--- START ---

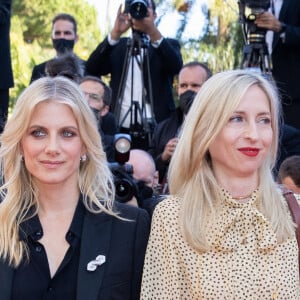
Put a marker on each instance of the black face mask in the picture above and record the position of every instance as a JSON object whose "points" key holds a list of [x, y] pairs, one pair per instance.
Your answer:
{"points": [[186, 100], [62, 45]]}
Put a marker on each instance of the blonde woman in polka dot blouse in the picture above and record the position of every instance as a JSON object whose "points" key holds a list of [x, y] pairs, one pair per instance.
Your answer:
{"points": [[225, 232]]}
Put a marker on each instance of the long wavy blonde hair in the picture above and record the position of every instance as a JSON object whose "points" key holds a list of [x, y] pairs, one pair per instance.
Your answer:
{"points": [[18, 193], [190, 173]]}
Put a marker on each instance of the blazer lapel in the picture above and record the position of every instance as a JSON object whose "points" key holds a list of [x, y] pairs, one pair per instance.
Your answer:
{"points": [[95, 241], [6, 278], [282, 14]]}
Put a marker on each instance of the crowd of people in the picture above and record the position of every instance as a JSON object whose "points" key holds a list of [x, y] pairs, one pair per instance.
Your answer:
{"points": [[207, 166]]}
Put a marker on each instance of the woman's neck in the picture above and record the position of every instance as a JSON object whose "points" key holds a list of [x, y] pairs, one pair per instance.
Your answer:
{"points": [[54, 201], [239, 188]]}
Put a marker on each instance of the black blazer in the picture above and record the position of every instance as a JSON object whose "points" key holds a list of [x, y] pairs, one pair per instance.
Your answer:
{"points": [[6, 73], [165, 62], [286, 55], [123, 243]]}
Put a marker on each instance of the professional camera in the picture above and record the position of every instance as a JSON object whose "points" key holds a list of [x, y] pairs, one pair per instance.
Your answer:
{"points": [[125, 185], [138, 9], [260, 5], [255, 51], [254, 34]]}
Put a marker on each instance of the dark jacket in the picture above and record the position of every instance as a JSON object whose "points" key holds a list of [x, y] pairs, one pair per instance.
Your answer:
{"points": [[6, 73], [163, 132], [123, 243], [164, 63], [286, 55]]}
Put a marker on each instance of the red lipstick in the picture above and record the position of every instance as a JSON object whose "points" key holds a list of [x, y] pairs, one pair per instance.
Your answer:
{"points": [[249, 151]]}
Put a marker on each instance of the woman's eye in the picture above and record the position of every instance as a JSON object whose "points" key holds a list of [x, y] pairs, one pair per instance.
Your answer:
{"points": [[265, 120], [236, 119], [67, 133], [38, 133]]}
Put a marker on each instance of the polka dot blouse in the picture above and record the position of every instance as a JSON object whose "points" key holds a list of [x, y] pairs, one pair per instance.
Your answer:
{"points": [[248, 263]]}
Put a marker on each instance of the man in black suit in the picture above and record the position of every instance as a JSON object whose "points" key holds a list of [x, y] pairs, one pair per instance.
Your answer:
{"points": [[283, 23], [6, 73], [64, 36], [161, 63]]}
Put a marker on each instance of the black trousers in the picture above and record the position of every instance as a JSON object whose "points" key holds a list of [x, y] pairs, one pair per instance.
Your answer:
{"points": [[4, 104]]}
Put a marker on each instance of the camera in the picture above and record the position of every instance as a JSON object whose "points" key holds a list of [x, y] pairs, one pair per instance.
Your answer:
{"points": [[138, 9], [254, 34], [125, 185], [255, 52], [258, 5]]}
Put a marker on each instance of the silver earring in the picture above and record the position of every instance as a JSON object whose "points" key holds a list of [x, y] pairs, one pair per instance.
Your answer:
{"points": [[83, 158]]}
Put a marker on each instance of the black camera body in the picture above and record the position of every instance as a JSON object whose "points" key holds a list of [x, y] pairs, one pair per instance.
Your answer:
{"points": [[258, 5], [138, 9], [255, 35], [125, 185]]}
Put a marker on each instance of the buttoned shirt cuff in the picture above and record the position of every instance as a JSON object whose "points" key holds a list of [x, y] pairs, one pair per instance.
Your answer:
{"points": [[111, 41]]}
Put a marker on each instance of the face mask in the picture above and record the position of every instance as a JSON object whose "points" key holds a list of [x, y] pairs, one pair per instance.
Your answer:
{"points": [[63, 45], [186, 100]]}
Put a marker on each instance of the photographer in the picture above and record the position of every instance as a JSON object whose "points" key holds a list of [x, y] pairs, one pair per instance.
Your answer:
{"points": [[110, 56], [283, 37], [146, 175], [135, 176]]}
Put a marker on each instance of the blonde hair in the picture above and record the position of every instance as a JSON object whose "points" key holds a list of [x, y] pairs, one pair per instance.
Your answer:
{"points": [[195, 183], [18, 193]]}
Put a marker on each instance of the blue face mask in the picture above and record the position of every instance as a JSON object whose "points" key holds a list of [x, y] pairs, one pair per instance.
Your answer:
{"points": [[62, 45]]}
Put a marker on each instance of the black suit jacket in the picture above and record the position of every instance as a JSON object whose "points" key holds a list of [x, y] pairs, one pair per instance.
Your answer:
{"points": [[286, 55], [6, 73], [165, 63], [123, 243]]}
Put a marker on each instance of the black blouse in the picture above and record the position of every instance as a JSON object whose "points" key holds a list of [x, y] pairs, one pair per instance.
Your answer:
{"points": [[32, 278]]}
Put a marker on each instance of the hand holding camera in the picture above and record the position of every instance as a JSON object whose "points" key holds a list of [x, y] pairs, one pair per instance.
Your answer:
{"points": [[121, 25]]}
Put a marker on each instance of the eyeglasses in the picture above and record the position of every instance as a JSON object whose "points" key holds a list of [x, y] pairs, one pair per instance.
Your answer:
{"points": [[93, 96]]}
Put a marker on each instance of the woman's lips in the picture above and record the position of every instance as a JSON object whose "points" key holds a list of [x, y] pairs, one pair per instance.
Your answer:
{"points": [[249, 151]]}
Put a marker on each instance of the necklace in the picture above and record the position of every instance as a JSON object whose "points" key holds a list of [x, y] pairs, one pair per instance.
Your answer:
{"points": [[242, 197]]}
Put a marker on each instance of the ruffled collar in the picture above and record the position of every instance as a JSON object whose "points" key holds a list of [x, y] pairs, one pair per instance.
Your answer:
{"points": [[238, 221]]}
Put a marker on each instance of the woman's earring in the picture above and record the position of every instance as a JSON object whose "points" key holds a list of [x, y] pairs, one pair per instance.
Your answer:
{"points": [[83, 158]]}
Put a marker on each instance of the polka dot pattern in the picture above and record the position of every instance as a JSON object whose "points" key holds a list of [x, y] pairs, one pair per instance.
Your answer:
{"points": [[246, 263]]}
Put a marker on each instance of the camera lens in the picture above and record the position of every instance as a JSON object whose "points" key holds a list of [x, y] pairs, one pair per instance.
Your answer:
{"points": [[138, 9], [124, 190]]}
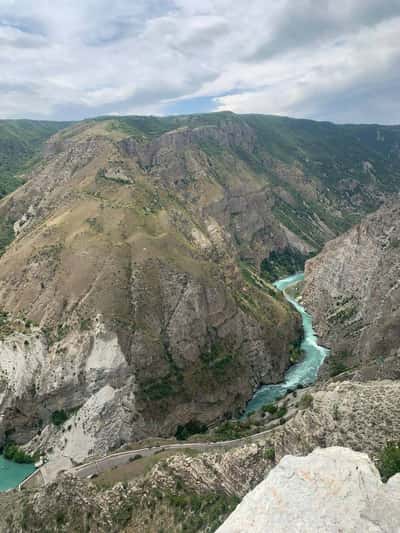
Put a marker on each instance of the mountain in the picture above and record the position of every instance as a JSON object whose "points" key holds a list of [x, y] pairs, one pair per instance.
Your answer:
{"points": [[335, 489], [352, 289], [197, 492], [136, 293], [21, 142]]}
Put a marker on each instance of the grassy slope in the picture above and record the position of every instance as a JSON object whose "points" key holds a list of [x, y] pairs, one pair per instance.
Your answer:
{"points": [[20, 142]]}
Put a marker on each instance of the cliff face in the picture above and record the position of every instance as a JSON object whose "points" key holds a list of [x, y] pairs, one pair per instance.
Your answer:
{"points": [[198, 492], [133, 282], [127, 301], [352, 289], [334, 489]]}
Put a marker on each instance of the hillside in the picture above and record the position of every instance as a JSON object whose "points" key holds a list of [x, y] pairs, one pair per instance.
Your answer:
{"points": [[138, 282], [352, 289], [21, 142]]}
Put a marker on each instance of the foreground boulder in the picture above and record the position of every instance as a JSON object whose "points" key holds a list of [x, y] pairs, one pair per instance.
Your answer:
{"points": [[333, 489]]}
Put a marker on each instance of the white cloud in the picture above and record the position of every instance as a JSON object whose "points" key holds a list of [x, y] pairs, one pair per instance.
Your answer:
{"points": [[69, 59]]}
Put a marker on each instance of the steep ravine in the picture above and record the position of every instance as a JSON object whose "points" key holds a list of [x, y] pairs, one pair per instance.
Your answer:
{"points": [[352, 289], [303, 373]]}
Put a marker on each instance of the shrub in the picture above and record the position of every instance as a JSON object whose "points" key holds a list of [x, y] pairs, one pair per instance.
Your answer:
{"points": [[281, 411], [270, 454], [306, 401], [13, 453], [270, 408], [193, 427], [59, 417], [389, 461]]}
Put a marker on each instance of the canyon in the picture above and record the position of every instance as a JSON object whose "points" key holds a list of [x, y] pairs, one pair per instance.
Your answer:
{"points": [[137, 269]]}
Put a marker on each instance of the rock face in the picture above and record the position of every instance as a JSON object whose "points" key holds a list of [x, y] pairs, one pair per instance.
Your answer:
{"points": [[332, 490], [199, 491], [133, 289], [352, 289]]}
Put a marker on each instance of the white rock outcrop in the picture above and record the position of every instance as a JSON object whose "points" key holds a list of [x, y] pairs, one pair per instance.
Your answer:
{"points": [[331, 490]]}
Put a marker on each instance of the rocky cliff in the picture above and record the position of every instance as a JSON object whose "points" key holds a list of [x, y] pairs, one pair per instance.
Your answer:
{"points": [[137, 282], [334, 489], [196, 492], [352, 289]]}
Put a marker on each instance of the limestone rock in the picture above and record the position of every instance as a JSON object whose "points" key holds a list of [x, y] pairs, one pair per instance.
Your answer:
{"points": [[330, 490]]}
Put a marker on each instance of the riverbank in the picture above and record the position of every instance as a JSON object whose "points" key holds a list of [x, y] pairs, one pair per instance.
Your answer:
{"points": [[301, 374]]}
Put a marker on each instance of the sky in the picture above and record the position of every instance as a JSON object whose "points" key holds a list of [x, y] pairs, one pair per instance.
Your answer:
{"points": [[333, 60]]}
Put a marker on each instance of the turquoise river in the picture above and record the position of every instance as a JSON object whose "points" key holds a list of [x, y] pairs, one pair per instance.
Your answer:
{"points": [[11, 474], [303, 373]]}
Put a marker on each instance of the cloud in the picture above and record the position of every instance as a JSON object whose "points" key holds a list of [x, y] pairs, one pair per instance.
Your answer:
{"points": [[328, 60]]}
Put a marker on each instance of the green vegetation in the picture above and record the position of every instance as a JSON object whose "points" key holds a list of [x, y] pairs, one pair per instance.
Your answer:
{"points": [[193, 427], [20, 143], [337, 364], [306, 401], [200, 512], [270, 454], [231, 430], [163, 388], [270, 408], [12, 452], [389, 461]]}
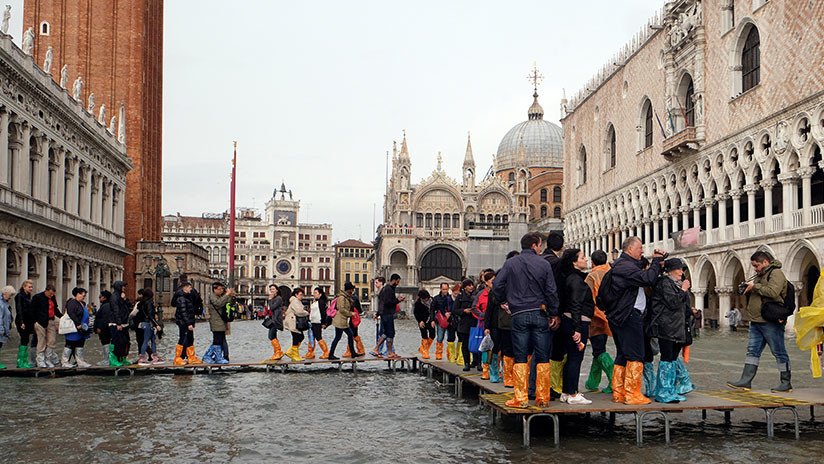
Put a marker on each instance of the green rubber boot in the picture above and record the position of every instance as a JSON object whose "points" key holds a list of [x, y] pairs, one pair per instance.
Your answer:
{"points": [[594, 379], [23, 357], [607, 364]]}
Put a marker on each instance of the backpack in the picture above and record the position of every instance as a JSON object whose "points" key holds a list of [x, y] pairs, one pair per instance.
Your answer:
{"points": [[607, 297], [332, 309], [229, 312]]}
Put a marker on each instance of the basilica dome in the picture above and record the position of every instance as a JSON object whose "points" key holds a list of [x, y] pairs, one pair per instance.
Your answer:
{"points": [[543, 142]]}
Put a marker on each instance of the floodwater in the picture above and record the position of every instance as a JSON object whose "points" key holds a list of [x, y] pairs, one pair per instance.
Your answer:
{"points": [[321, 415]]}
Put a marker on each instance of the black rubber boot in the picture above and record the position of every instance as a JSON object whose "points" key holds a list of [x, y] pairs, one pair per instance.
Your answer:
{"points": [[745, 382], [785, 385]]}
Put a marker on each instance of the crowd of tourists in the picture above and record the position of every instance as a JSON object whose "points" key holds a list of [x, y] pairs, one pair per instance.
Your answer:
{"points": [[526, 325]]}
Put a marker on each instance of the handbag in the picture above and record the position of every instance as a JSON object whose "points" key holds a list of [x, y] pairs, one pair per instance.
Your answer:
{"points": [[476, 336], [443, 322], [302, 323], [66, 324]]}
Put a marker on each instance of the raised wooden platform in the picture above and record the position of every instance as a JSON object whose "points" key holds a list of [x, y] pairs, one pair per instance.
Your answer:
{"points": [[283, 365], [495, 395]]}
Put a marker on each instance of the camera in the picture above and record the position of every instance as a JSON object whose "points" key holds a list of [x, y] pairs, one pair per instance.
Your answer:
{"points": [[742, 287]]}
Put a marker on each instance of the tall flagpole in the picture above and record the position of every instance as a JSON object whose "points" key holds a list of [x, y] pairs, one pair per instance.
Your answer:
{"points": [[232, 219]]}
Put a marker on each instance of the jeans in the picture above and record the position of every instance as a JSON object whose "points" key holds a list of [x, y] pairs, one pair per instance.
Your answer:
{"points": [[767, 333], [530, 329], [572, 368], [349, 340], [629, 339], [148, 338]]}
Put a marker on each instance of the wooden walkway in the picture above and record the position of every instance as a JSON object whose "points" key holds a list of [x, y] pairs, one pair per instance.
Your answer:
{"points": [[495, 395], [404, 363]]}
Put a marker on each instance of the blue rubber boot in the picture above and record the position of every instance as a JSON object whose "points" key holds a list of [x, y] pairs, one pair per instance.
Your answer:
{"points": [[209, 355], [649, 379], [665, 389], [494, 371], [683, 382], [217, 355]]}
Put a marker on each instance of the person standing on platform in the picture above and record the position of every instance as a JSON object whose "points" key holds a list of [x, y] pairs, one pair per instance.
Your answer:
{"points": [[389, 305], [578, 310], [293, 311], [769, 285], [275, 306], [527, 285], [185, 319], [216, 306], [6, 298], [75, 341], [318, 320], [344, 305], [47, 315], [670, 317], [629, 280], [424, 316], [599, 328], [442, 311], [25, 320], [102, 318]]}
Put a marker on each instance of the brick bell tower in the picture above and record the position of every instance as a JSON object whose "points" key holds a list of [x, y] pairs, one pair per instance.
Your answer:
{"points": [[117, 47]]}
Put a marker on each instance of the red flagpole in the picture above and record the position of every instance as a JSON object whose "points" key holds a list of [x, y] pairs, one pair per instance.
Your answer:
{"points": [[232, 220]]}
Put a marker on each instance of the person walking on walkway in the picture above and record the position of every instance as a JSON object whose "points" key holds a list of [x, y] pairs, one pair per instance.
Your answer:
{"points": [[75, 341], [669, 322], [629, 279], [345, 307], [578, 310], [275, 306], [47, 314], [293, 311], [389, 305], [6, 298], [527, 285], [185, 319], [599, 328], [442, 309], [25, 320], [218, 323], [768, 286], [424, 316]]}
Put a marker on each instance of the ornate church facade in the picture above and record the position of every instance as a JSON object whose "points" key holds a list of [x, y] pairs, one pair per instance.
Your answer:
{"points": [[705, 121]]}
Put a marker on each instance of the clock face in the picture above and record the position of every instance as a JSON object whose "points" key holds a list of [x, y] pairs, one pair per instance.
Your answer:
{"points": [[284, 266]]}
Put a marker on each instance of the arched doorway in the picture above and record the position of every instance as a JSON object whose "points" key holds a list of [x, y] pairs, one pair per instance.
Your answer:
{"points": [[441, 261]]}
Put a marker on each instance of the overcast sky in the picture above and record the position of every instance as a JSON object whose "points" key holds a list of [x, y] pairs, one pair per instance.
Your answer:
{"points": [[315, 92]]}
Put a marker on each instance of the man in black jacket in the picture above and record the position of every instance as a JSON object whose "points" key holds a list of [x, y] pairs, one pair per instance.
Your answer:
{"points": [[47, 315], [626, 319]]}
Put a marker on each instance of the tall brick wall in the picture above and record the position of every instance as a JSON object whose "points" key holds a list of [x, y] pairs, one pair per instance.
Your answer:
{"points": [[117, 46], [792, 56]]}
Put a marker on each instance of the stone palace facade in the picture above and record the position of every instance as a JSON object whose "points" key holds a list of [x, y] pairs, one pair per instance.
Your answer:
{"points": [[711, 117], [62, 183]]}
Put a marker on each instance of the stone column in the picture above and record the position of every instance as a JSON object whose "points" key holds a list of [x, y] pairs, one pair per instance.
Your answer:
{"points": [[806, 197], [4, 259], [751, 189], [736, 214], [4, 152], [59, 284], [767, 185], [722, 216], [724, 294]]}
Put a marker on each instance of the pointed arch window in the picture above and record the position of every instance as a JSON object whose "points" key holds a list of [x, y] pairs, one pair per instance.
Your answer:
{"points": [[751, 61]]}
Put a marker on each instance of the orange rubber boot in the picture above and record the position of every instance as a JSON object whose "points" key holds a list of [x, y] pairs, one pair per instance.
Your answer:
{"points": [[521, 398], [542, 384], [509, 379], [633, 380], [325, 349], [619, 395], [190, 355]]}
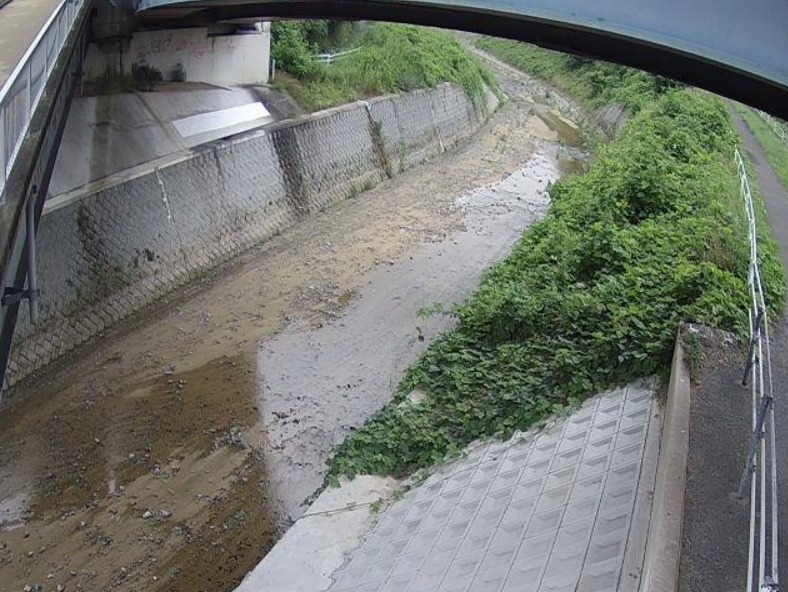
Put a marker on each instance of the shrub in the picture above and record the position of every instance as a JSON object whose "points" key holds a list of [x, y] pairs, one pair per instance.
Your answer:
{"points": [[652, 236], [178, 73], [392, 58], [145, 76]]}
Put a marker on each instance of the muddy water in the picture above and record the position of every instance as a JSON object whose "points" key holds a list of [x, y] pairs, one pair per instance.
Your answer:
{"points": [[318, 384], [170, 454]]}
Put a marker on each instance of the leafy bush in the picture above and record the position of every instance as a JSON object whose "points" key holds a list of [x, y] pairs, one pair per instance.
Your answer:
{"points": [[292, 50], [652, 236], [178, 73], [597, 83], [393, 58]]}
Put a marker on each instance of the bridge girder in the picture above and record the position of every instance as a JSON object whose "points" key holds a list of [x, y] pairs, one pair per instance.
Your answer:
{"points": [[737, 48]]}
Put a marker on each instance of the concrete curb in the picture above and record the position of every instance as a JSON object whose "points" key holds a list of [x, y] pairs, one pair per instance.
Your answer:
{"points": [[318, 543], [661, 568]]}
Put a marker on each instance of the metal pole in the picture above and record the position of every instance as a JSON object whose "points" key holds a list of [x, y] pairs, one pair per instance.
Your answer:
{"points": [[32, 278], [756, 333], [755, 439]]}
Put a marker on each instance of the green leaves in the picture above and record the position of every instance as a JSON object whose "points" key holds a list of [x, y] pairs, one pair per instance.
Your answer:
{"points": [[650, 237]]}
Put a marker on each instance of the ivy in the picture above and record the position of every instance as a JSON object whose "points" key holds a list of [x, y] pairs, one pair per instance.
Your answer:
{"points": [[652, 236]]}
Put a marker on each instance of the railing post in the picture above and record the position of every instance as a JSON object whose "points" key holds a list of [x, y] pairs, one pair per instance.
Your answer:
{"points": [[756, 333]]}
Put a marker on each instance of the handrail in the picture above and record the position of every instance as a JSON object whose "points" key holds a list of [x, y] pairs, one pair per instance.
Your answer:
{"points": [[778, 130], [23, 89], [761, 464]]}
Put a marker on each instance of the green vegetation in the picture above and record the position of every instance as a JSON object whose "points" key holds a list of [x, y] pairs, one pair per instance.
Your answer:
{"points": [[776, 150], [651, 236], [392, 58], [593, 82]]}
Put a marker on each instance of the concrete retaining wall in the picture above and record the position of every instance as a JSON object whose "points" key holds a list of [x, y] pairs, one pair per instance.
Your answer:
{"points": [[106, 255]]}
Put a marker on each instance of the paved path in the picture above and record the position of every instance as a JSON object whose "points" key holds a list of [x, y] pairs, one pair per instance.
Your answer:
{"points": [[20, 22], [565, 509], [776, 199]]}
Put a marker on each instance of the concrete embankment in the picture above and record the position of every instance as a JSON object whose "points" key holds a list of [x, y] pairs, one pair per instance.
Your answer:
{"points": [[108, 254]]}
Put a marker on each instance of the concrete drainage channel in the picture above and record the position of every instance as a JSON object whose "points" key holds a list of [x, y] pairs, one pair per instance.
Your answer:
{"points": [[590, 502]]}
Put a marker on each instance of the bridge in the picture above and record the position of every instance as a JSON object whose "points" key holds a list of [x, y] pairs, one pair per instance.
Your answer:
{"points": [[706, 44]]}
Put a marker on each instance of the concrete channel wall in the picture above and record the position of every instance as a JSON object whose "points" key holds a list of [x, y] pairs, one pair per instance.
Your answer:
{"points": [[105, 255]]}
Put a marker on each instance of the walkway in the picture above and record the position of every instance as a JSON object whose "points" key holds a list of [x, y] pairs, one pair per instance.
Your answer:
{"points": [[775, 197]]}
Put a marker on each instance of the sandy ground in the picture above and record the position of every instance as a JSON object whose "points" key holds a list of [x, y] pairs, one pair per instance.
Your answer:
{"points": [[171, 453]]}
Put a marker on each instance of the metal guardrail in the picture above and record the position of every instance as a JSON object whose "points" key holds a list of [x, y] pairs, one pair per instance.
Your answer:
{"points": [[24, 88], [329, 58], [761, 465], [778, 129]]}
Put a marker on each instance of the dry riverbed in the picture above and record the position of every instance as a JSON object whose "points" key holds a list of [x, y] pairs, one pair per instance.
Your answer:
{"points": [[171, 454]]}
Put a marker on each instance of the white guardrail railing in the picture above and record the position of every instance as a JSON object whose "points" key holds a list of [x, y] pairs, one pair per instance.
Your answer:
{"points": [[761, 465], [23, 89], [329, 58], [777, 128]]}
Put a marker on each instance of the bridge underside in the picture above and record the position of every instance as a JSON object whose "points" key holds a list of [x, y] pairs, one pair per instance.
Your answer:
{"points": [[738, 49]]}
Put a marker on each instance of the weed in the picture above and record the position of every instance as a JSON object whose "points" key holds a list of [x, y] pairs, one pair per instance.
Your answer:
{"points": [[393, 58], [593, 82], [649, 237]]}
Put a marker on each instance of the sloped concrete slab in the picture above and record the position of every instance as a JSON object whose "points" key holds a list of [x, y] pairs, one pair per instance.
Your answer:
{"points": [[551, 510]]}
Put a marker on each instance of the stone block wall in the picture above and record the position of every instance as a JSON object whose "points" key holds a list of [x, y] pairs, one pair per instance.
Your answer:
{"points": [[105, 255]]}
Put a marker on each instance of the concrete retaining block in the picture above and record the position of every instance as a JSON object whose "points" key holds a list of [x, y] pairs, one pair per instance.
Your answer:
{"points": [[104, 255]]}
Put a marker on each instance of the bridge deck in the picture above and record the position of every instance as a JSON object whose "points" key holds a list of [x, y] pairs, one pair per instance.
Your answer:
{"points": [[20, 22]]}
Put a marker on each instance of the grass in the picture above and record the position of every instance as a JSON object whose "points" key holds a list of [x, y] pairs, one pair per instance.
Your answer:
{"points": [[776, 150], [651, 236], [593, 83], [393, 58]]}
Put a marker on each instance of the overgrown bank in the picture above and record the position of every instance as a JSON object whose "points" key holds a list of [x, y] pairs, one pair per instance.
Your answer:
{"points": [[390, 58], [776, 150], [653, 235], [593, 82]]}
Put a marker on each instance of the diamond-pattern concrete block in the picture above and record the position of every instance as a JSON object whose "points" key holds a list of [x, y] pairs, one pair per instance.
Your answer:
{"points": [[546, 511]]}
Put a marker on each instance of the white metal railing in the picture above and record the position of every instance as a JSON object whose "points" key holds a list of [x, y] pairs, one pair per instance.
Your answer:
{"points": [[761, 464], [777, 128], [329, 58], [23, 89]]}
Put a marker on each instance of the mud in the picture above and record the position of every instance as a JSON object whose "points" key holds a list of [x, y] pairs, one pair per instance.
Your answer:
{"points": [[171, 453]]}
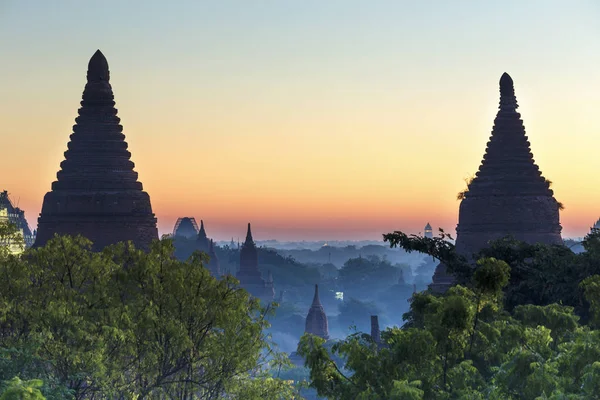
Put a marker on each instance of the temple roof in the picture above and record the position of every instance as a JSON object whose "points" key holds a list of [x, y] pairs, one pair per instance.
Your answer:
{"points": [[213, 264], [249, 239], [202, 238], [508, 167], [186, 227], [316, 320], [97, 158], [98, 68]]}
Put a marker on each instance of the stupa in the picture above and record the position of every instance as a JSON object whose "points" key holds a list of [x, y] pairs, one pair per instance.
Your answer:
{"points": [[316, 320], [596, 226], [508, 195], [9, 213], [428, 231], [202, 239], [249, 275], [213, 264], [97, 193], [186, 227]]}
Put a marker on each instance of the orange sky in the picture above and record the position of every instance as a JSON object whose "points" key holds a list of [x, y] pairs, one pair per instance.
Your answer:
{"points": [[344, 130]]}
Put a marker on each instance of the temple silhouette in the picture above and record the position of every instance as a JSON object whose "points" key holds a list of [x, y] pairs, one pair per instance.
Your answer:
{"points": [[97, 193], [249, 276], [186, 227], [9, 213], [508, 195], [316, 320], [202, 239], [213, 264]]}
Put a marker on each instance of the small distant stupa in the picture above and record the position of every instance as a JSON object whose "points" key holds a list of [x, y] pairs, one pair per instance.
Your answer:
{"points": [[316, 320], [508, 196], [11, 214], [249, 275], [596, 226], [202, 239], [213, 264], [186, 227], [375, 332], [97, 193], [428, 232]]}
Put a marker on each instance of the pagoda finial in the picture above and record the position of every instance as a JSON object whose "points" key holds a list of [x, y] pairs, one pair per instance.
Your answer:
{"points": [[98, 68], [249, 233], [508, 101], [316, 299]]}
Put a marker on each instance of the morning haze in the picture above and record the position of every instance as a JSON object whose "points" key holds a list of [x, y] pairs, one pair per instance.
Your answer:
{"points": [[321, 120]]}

--- END ---

● ACTION ITEM
Show every line from the entries above in which "earring" appears.

● YOUR RESPONSE
Put a marker on each instance of the silver earring in the picture above and record the position of every instance as a JSON object whose "points" key holds a list of [x, y] pairs, one pair per instance.
Put a marker on each instance of the woman's earring in the picture above and record the position of every instance as a JSON object whose "points" key holds a list of [x, y] pairs, one pair per instance.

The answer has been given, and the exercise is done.